When the word "small" shows up in a line of the records below, copy that line.

START Supplied records

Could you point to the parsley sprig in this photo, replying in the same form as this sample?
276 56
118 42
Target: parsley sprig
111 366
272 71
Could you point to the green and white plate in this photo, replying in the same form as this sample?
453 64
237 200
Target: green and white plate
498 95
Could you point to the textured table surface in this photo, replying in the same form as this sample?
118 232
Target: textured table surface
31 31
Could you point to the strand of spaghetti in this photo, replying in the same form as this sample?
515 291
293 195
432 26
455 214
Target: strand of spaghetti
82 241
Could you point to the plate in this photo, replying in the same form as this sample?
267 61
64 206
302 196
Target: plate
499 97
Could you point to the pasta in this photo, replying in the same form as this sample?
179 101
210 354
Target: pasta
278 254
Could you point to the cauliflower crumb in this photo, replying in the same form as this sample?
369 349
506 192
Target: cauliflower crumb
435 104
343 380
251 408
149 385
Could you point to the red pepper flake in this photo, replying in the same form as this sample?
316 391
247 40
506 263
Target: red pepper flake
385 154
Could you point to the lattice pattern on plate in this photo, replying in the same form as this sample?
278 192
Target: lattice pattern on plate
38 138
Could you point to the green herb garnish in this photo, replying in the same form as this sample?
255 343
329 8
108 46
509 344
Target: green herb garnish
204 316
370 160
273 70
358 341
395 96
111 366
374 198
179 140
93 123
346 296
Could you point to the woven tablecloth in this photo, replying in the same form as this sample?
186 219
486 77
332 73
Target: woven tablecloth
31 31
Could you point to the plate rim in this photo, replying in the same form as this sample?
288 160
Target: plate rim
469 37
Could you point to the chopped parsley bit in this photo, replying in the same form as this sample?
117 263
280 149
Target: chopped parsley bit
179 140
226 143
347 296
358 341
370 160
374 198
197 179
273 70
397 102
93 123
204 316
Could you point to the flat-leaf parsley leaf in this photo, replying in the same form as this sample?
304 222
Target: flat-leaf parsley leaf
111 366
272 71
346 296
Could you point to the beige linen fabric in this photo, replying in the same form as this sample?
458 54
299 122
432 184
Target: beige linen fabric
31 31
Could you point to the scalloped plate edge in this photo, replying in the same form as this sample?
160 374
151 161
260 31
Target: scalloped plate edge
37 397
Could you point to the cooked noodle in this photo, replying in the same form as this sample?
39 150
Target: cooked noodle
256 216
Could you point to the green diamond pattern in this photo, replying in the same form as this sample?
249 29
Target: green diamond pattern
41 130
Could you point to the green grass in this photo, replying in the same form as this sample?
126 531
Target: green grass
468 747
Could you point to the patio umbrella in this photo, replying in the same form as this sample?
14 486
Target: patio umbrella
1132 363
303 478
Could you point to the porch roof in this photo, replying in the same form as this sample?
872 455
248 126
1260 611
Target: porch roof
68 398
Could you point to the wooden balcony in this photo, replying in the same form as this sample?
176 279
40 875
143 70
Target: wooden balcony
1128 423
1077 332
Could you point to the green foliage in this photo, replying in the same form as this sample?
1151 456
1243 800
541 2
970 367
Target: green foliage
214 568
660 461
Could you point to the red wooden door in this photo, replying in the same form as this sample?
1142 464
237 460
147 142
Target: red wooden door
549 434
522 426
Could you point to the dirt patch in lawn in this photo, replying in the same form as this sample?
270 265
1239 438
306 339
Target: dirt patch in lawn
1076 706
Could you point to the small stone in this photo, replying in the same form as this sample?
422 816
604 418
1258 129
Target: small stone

END Supplied records

## Solution
Could you point to the small stone in this photo, replying in the same form as this sample?
Target: small stone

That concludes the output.